:: 正文部分 ::
AWS Glue中的动态框架到数据框架转换错误

时间:2020-04-22 13:46:40

标签: python dataframe apache-spark pyspark aws-glue

将动态帧转换为数据帧时,出现错误-'TypeError:frame_or_dfc必须为DynamicFrame或DynamicFrameCollection.Got'。

我正在使用的代码是这个

import sys
from awsglue.transforms import *
from awsglue.utils import getResolvedOptions
from pyspark.context import SparkContext
from awsglue.context import GlueContext

from awsglue.job import Job
## @params: [JOB_NAME]
args = getResolvedOptions(sys.argv, ['JOB_NAME'])

sc = SparkContext.getOrCreate()
glueContext = GlueContext(sc)
spark = glueContext.spark_session
job = Job(glueContext)
job.init(args['JOB_NAME'], args)

datasource0 = glueContext.create_dynamic_frame.from_catalog(database = "test database", table_name = "webinar_csv", transformation_ctx = "datasource0")

applymapping1 = ApplyMapping.apply(frame = datasource0, mappings = [("webinar_id", "long", "webinar_id", "long"), ("grade", "string", "grade", "string"), ("subject", "string", "subject", "string"), ("title", "string", "title", "string"), ("presenter", "string", "presenter", "string"), ("duration", "long", "duration", "long"), ("start_epoch", "long", "start_epoch", "long"), ("end_epoch", "long", "end_epoch", "long"), ("start_date", "string", "start_date", "string"), ("start_time", "string", "start_time", "string")], transformation_ctx = "applymapping1")
:::
:: 所示记录 ::
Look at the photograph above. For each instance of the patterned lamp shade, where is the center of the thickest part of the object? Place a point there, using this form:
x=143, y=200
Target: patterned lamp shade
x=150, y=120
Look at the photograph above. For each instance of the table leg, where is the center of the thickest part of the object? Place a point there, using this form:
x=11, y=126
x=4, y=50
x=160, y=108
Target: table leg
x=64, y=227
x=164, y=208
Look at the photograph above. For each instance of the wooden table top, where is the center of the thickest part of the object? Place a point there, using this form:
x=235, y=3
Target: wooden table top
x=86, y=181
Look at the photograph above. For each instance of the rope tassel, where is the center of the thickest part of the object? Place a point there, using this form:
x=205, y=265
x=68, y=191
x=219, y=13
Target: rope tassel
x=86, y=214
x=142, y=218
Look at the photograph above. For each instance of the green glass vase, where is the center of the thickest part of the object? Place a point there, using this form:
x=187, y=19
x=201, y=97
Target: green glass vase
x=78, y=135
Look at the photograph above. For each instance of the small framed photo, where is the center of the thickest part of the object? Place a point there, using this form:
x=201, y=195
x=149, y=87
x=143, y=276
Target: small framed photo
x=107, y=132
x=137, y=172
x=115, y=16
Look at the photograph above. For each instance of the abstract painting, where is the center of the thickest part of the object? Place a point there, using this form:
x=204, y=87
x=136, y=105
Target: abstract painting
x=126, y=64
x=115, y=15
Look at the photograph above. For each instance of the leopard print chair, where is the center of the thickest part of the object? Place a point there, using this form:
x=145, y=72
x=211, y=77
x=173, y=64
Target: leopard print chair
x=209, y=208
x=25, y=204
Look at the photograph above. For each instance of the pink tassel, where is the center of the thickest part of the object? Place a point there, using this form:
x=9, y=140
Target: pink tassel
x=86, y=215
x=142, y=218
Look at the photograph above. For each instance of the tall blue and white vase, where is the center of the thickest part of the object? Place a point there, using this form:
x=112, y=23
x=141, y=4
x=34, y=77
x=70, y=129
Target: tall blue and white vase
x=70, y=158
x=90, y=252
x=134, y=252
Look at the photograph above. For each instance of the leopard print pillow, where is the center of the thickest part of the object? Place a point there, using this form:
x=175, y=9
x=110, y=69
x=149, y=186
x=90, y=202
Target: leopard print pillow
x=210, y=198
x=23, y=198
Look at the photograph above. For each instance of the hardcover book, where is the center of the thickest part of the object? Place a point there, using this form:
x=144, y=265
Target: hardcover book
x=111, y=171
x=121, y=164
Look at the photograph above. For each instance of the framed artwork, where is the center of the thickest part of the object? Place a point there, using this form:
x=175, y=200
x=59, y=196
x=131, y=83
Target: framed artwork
:::
必做任务:
[A] 在关于 AWS Glue 动态帧转换错误的正文中,from_catalog 读取的表名是什么?
[B] 请从关于 AWS Glue 动态帧转换错误的正文末尾处往下续写。

答案汇总:
[A] webinar_csv

[B]
resolvechoiceselected1 = ResolveChoice.apply(frame = applymapping1, choice = "make_struct", transformation_ctx = "resolvechoiceselected1")

resolvechoiceselected1.toDF().createOrReplaceTempView("webinar_metadata")

consolidated_df = spark.sql("""select * from webinar_metadata""")

datasink2 = glueContext.write_dynamic_frame.from_options(frame = consolidated_df, connection_type = "s3", connection_options = {"path": "s3://tnl-tmp/test_folder"}, format = "csv", transformation_ctx = "datasink2")

job.commit()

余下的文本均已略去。